__How to complete this task__.
These entries must be printed again exactly as they are.

Extracted data entries:
§ §

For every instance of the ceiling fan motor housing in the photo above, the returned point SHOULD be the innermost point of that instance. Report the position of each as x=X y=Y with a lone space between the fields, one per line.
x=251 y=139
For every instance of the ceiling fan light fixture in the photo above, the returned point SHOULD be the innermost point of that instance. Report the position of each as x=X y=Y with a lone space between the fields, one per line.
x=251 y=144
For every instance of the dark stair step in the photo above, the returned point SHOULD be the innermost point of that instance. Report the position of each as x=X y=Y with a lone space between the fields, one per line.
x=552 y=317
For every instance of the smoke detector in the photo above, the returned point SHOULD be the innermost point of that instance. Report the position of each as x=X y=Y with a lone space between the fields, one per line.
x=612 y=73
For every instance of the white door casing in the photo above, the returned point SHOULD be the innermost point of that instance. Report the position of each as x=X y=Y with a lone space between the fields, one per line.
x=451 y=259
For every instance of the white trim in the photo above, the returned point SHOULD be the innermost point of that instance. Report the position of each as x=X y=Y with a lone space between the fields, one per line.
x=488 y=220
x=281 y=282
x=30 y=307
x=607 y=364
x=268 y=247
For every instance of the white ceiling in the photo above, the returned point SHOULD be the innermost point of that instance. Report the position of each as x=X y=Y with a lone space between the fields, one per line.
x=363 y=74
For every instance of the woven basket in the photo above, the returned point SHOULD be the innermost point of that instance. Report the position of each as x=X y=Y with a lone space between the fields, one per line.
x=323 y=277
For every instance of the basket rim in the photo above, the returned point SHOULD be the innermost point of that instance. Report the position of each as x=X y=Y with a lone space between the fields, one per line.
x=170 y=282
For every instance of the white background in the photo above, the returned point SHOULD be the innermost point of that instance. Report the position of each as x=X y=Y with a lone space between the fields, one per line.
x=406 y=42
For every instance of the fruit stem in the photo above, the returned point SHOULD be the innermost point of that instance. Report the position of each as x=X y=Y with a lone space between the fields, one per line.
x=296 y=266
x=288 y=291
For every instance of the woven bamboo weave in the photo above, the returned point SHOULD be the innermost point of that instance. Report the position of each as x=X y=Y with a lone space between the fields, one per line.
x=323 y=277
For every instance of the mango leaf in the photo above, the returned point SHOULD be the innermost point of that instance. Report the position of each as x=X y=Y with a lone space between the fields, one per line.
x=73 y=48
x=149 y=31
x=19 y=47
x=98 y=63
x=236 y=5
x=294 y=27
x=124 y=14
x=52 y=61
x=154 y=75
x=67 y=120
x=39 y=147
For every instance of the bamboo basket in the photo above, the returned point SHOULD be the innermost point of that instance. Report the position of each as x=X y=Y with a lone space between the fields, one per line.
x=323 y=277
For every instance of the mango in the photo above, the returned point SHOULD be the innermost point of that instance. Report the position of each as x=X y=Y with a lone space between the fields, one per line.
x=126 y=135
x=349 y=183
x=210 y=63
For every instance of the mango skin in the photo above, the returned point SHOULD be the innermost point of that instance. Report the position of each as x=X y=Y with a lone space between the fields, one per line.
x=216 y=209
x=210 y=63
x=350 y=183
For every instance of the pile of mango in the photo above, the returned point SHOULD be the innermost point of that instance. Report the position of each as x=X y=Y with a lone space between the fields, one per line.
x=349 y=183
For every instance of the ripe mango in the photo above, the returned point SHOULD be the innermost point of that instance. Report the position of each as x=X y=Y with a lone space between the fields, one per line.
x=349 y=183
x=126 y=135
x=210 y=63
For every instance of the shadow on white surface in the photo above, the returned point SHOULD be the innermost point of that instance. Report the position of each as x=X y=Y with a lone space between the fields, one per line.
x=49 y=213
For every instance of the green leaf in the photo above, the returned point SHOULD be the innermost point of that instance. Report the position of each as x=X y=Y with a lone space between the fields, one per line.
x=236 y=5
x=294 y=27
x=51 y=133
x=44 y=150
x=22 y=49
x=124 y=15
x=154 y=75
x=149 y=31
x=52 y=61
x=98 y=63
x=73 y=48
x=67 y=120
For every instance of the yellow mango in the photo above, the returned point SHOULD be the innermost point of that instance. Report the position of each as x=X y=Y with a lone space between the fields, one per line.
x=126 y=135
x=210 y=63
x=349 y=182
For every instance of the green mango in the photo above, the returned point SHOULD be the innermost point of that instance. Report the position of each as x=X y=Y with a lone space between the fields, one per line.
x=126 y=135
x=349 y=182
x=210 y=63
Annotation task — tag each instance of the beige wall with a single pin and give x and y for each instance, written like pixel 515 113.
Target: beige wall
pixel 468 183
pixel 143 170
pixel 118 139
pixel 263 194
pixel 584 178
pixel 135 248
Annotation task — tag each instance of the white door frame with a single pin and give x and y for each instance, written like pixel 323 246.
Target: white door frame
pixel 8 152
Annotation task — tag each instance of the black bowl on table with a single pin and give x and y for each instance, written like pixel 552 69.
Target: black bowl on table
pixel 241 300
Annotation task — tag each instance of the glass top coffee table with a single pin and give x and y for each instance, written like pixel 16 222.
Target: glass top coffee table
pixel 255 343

§ §

__The completed task__.
For every instance of the ceiling fan motor housing in the photo above, the returned point SHOULD be the innermost point of that instance. Report the position of each as x=X y=Y with a lone space between the fields, one per line.
x=251 y=139
For every instance of the ceiling fan light fixture in the photo above, the returned point SHOULD be the innermost point of that instance. Report the position of each as x=X y=Y with a lone space between the fields, one per line.
x=251 y=144
For every instance of the dark stair step in the photo above, the returned point SHOULD be the innermost point of that instance. Report the position of each as x=X y=Y with a lone space between the fields, one per line.
x=552 y=317
For every instance of the smoke detector in the photo above, the returned point SHOULD be the innermost point of that instance. Report the position of each as x=X y=Y with a lone space between the fields, one per line.
x=612 y=73
For every instance of the white door casing in the photo above, the returned point SHOULD be the innermost point of that instance. Report the position of each as x=X y=Y with a lone space between the fields, one per line.
x=451 y=259
For every instance of the white trim in the photo above, the returned point SHOULD be the innermost point of that instance. Report the position of each as x=X y=Y with a lone space between the fields, one per line.
x=488 y=220
x=281 y=282
x=30 y=307
x=607 y=364
x=268 y=247
For every instance of the white ceiling in the photo above, the returned point SHOULD be the innermost point of that instance. Report the position of each as x=X y=Y with a lone space between the fields, one per line.
x=363 y=74
For every instance of the woven basket in the photo above, the returned point SHOULD be the innermost point of that instance. Report the position of each as x=X y=Y with a lone space between the fields, one per line.
x=323 y=277
For every instance of the basket rim in the photo above, the returned point SHOULD be the innermost point of that instance. Report the position of each as x=X y=Y with a lone space between the fields, one per line.
x=170 y=282
For every instance of the white background in the photo above, the returned point SHOULD be the innermost point of that instance. Report the position of each as x=X y=Y with a lone space between the fields, one per line.
x=406 y=42
For every instance of the fruit stem in the photo above, the returned point SHOULD be the innermost point of that instance. Report the position of each as x=X y=Y with a lone space between the fields, one per line.
x=296 y=266
x=288 y=291
For every instance of the woven bamboo weave in the photo above, the returned point SHOULD be the innermost point of that instance. Report the position of each as x=X y=Y with a lone space between the fields, one per line.
x=323 y=277
For every instance of the mango leaf in the photo above, the returned point SHOULD be the innermost point of that instance. Report the position of each as x=X y=Y with a lone space between the fields, one per line.
x=73 y=48
x=149 y=31
x=19 y=47
x=98 y=63
x=236 y=5
x=294 y=27
x=124 y=14
x=52 y=61
x=154 y=75
x=67 y=120
x=39 y=147
For every instance of the bamboo basket in the photo above, the returned point SHOULD be the innermost point of that instance. Report the position of each as x=X y=Y with a lone space between the fields, one per line.
x=323 y=277
For every instance of the mango in the photo above, the returned point SHOULD be the innermost point of that instance. Report the position of each as x=X y=Y with a lone space between the fields, one per line.
x=126 y=135
x=349 y=183
x=210 y=63
For every instance of the mango skin in the photo above, the returned point SHOULD be the innermost point of that instance. Report the position of each as x=X y=Y with a lone space between the fields, one per line.
x=216 y=209
x=210 y=63
x=350 y=183
For every instance of the pile of mango in the photo above, the returned point SHOULD be the innermost point of that instance. Report the position of each as x=X y=Y with a lone space between the fields, one per line.
x=349 y=183
For every instance of the ripe mango in the photo above, the returned point SHOULD be the innermost point of that instance. Report the position of each as x=X y=Y with a lone space between the fields, one per line.
x=349 y=183
x=126 y=135
x=210 y=63
For every instance of the shadow on white surface in the photo above, the returned point SHOULD be the innermost point of that instance. Report the position of each as x=X y=Y with a lone space between the fields, one per line.
x=49 y=213
For every instance of the green leaf in the photo above, the returned point SHOULD be the innermost point of that instance. Report the position of each as x=X y=Y with a lone space between the fields, one per line.
x=236 y=5
x=294 y=27
x=51 y=133
x=44 y=150
x=22 y=49
x=124 y=15
x=154 y=75
x=149 y=31
x=52 y=61
x=98 y=63
x=73 y=48
x=67 y=120
For every instance of the yellow mango in the photo above, the returned point SHOULD be the innermost point of that instance. Report the position of each as x=X y=Y with a lone space between the fields, one per line.
x=126 y=135
x=210 y=63
x=349 y=182
For every instance of the green mango in the photo above, the returned point SHOULD be the innermost point of that instance. Report the position of each as x=X y=Y with a lone space between the fields, one per line.
x=126 y=135
x=349 y=182
x=210 y=63
Annotation task — tag each instance of the beige wall with a single pin and give x and y for each instance, written like pixel 515 113.
Target: beige wall
pixel 468 183
pixel 143 170
pixel 118 139
pixel 263 194
pixel 584 178
pixel 135 248
Annotation task — tag each instance of the white door frame with a single pin and give x and y for each instance, written like pixel 323 246.
Target: white door frame
pixel 8 152
Annotation task — tag each instance of the black bowl on table with a single pin and give x and y for each instance, written like pixel 552 69.
Target: black bowl on table
pixel 241 300
Annotation task — tag each instance of the glass top coffee table with a single pin and give x and y for each instance, written like pixel 16 222.
Target: glass top coffee table
pixel 255 343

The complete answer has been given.